Cosa farai:
1 - Rispondi a queste domande sul testo sulla vittoria della S.P.A.L.:
(a) In quale squadra chi scrive ha indossato una maglia simile?
(b) In quanti contro quanti ha giocato la S.P.A.L. venerdì?
(c) Chi viene definito l'ultimo gladiatore di una coorte?
2 - Riprendi il testo sulla vittoria della S.P.A.L. e continualo dopo la sua ultima frase.

Estratto della pagina:
++++

La girata al volo con conseguente frantumazione della rete e l’esplosione di gioia nella curva retrostante sono di quelle di una volta. Di quelle che pare avessimo segnato contro… non so, non ha importanza, una maglia simile io l’ho indossata nell’Ugo Costa, quando giocavo assieme a campioni del calibro di Piro, Felix, Stena, Gamba, Johnny e altri. Ecco pare avessimo segnato all’Ugo Costa, alla Roma, al Ravenna, per noi non fa differenza, un gol della S.P.A.L. è un gol della S.P.A.L. e no, non ditemi di andarci piano, non ditemi dei però. Non ho voglia di ascoltarli, non ho cambiato idea su nulla, ma venerdì la mia squadra ha vinto, ha segnato un gol, uno ci è stato annullato, abbiamo preso un palo e una traversa, ne abbiamo sbagliato uno fatto, tra l’altro giocando in dieci contro undici, roba che non capitava da un secolo, forse di più. Era da troppo tempo che non vedevo la mia gente così. Ho scorto occhi lucidi, ho visto bambini e vecchi felici, ho visto e sentito abbracci forti, potenti, grida sguaiate. Loro erano scarsi, sì lo erano, e con ciò? Quante squadre scarse sono venute dalle nostre parti e hanno pascolato al Mazza mentre i nostri undici ragazzotti si nascondevano timorosi dietro i fili d’erba? Non so cosa capiterà nelle prossime partite, lo vedremo. Ma intanto lasciateci festeggiare, lasciate che ci abbracciamo. In campo ho visto la voglia e soprattutto il Lupo, l’ultimo gladiatore di una coorte che ci ha fatto impazzire. Quella banda di uomini, tecnici, dirigenti che ci ha sbattuto in prima pagina in ambito nazionale, quel gruppo che ha reso reale l’utopia.

++++

Dati registrati:
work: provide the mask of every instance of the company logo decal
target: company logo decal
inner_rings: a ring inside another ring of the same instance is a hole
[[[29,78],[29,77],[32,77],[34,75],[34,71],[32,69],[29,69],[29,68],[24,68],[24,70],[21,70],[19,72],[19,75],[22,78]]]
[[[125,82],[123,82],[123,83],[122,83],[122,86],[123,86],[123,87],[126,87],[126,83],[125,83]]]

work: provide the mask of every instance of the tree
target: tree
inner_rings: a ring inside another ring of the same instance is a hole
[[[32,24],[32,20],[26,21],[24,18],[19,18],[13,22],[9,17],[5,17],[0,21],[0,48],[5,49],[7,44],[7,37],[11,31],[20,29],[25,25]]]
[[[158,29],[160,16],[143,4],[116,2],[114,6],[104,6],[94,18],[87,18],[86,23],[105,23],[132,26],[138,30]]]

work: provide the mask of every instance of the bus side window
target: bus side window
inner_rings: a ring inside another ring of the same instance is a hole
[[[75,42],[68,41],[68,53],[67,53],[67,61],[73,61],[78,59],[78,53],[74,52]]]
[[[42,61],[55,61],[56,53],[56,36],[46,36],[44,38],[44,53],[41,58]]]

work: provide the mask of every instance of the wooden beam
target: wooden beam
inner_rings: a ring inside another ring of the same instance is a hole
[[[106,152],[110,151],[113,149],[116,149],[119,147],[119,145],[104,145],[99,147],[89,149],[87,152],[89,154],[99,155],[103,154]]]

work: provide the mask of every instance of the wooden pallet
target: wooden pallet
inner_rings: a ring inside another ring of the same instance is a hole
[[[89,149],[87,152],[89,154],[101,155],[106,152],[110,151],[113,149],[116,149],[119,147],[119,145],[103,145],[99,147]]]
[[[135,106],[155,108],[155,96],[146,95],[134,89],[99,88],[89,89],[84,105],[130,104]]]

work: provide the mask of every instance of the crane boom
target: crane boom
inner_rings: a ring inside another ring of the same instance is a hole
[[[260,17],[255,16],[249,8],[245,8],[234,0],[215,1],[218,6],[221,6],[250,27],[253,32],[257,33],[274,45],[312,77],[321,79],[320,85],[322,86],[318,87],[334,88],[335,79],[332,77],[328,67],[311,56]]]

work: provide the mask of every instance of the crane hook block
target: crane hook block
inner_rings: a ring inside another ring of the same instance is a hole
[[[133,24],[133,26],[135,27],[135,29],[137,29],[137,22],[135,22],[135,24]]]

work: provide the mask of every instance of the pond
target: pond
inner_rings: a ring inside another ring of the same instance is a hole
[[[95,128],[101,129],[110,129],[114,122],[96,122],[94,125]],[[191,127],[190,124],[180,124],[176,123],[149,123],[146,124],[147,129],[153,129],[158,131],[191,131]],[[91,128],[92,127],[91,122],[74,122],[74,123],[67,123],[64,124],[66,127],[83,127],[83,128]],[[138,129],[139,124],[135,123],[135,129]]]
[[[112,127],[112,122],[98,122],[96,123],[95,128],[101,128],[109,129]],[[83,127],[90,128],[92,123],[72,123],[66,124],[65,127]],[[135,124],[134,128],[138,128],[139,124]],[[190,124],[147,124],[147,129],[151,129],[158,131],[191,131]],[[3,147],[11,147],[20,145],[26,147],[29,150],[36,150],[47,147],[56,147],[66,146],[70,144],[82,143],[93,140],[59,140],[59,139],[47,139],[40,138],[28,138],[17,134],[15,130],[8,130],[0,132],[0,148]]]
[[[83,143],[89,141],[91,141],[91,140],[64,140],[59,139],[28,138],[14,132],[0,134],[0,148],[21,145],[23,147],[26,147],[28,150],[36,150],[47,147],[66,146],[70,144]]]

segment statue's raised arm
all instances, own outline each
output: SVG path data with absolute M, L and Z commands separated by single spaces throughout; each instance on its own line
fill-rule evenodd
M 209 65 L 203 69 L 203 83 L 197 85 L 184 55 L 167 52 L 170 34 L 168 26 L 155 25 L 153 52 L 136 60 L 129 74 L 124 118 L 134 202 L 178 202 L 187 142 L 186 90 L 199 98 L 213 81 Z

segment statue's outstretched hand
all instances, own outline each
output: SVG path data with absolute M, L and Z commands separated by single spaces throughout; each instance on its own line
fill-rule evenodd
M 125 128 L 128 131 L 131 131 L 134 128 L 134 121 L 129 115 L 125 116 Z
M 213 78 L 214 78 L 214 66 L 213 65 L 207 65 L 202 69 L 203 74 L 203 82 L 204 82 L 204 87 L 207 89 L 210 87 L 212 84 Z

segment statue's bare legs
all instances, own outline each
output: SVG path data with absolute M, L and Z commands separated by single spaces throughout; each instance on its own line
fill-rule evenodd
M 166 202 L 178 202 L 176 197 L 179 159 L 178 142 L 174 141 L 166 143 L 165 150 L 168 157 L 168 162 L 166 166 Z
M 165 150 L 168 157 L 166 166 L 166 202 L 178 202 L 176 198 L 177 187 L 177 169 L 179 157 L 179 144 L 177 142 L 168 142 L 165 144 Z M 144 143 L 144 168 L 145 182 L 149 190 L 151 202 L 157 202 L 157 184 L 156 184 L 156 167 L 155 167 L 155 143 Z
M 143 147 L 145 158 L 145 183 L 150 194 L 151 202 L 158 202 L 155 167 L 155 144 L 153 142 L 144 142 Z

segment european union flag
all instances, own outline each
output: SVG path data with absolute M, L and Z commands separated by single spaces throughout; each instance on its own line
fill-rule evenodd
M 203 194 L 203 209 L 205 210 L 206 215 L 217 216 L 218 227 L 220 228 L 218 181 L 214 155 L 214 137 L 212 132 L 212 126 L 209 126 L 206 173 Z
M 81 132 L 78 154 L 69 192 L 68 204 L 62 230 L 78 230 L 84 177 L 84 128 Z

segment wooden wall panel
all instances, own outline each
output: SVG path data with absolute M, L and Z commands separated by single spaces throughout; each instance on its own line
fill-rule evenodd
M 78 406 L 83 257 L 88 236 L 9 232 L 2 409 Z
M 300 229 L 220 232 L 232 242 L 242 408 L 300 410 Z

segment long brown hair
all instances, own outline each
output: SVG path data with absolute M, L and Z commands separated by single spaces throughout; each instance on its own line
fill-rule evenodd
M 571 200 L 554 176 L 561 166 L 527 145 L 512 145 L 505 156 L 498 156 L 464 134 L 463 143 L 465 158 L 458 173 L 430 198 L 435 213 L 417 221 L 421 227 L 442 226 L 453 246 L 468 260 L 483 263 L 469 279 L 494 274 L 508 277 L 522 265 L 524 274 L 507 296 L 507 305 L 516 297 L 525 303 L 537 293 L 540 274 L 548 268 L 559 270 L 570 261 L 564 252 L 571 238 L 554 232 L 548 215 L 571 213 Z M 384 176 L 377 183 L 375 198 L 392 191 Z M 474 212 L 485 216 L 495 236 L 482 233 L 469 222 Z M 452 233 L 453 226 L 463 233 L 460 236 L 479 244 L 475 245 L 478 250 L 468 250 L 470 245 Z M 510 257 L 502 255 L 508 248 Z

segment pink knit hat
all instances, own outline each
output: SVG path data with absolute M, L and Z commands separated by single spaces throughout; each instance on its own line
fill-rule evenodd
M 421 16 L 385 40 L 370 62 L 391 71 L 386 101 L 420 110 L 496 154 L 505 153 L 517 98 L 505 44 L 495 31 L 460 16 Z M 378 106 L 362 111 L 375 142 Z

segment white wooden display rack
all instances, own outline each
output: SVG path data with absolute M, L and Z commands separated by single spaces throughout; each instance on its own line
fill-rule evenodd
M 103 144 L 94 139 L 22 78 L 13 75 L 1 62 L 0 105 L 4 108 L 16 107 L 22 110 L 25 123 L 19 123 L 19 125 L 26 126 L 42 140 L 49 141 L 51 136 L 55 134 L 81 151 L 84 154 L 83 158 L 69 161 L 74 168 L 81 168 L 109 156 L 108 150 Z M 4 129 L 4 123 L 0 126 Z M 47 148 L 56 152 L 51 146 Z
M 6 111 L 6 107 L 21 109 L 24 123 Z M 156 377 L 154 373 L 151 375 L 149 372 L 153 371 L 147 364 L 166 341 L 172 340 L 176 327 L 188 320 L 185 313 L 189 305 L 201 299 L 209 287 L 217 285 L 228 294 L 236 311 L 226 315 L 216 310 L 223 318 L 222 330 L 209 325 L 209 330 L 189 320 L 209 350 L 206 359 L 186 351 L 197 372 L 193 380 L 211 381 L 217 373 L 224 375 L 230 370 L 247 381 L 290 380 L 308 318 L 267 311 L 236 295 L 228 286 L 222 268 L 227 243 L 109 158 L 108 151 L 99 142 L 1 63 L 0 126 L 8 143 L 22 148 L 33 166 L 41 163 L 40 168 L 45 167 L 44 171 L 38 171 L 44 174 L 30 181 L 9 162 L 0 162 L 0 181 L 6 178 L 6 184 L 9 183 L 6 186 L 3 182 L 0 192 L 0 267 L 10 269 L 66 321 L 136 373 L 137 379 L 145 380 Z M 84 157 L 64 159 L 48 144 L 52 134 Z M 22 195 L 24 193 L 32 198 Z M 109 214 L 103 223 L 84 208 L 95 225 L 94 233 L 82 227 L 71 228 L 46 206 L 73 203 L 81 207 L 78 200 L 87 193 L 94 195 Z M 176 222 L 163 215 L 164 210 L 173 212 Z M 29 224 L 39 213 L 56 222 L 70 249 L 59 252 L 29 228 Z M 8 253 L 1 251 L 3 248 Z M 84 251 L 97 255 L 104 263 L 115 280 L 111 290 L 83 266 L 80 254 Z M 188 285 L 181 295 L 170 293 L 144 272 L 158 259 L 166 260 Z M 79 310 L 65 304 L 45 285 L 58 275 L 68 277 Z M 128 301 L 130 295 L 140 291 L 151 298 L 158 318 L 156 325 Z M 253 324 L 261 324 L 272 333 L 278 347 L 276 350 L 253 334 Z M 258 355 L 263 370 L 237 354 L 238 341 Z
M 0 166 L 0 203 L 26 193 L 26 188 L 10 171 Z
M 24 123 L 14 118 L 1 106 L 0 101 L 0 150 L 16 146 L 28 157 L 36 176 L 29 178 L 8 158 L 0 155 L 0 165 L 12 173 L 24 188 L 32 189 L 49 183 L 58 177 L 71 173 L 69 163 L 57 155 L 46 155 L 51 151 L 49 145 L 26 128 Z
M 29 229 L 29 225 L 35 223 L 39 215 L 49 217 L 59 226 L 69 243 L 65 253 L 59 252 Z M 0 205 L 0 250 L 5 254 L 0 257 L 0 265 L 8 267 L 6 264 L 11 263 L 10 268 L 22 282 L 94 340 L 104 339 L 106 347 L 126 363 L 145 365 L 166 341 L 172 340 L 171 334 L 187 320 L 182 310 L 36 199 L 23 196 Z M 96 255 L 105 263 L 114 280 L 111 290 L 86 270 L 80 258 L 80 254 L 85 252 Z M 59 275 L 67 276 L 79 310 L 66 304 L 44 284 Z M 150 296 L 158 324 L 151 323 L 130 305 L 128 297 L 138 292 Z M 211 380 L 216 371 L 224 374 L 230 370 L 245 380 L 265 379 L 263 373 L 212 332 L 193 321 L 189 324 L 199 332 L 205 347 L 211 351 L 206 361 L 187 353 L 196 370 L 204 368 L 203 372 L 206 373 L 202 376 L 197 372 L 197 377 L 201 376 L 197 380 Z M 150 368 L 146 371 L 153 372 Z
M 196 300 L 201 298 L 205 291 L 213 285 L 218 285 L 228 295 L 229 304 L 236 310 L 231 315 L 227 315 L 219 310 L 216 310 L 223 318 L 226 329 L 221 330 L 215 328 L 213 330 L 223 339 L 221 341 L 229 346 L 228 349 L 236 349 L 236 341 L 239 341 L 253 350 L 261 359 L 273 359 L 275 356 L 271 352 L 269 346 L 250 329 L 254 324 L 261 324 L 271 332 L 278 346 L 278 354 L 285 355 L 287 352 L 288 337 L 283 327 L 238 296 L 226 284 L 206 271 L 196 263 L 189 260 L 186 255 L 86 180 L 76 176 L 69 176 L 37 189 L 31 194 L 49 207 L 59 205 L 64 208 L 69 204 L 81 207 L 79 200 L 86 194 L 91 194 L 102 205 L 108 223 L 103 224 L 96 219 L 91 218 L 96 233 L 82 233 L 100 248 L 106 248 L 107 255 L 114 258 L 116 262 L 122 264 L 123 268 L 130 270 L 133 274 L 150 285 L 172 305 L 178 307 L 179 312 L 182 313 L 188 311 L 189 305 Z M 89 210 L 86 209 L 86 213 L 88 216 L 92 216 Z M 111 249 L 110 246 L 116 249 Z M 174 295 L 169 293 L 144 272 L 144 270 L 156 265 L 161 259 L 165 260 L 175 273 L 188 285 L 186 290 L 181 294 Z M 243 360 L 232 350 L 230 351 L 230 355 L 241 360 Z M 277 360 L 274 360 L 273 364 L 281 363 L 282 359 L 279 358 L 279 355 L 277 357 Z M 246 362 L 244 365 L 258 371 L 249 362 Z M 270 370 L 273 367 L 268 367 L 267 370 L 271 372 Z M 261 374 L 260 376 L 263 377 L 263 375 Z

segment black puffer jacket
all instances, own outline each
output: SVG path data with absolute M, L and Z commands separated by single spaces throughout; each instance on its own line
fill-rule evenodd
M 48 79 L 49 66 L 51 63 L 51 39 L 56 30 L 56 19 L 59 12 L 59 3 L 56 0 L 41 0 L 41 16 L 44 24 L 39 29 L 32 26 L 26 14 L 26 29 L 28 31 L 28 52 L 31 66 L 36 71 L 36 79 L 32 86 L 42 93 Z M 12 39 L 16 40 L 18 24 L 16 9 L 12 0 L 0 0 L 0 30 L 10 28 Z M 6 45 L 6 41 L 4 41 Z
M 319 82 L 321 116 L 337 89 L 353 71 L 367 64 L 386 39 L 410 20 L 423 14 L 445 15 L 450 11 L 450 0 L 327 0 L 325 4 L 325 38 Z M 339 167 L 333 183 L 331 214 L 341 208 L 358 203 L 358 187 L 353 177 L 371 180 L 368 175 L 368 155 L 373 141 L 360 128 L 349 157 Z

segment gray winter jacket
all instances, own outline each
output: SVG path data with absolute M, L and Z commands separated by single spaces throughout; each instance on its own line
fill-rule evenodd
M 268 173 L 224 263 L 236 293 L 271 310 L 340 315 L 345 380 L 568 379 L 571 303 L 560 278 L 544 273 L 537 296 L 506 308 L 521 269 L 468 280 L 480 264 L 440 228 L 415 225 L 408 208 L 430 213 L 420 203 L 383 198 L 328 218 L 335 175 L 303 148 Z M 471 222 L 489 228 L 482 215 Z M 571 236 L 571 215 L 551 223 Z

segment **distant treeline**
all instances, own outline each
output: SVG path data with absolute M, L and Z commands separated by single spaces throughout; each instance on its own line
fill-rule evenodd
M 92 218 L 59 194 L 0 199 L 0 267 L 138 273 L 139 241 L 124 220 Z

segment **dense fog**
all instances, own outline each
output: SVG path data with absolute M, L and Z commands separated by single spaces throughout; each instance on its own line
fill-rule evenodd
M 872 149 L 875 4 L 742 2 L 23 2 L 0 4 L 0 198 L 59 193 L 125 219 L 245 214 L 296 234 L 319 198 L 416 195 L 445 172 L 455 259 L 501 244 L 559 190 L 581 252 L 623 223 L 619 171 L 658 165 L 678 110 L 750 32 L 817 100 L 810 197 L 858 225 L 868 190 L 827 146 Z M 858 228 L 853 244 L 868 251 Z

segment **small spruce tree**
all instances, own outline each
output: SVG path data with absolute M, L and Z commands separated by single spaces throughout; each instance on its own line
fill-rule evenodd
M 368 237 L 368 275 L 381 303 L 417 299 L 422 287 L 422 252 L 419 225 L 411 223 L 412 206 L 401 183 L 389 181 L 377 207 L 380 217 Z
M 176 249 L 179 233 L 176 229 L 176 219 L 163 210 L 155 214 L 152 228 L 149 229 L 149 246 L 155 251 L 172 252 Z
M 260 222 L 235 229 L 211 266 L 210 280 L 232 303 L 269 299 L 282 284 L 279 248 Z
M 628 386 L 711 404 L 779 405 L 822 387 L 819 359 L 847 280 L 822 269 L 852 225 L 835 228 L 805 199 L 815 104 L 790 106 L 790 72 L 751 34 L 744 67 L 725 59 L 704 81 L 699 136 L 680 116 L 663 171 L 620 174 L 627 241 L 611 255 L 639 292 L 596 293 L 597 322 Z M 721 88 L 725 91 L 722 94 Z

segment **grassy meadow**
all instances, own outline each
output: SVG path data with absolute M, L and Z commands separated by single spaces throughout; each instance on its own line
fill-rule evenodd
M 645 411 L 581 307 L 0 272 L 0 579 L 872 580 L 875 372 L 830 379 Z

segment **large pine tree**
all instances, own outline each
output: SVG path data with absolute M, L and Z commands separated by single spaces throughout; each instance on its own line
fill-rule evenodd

++++

Risposte scritte:
1 -
(a) Nell'Ugo Costa.
(b) In dieci contro undici.
(c) Il Lupo.

2 -
Questa vittoria, di misura, contro una delle squadre più deboli del campionato, la voglio dedicare ai ragazzi e alle ragazze della curva, a quelli che in duecento vanno ancora in trasferta, fregandosene di ciò che ritornano a dire un sacco di persone che in curva ci venivano in serie A: “Ancora alla S.P.A.L. andate?”. Sì, ci andiamo perché noi siamo quella squadra. Quella di venerdì è una vittoria che voglio dedicare ai ragazzi che non possono seguire la loro squadra perché accusati di ipotesi di reato, perché il garantismo in Italia funziona solo coi nostri e contro quegli altri. Un garantismo talmente peloso che induce i funzionari di partito a dire: “Attenzione bisogna prima aspettare i tre gradi di giudizio” prima di incolpare l’amico loro colto con le mani nella marmellata, mentre gli stessi chiosano “hanno fatto bene a dargli il Daspo a quella gentaglia”, solo perché etichettati come Ultras e magari da un lato della strada guardandosi in faccia con un altro gruppo di Ultras si sono presi a parole non prettamente da educande sventolandosi pure qualche dito medio. La legge è uguale per tutti? Quasi mai.

Bene ragazzi miei, avevo voglia di scrivere senza incazzarmi con la mia squadra, avevo voglia di raccontarvi le emozioni che proviamo ancora là sotto e là sopra in curva dove fa più calor. Basta davvero poco per accenderci, è come soffiare sotto la cenere. Il fuoco sacro non è mai spento: regalateci, grinta, cattiveria, morsi nelle chiappe degli avversari e noi saremo ciò che sempre siamo stati, una tempesta d’amore per i nostri colori. Ora per favore nessun passo indietro, nemmeno per prendere la rincorsa diceva un medico argentino tanti anni fa. Abbiate voglia e coraggio come lo avete avuto di fronte alla Recanatese. Ricordatevi chi siete, chi siamo, sparigliate le carte, invertite la tendenza di questo schifoso campionato e poi al futuro ci penseremo dopo. Intanto mettiamo in sicurezza questa squallida categoria. Forza vecchio cuore biancazzurro.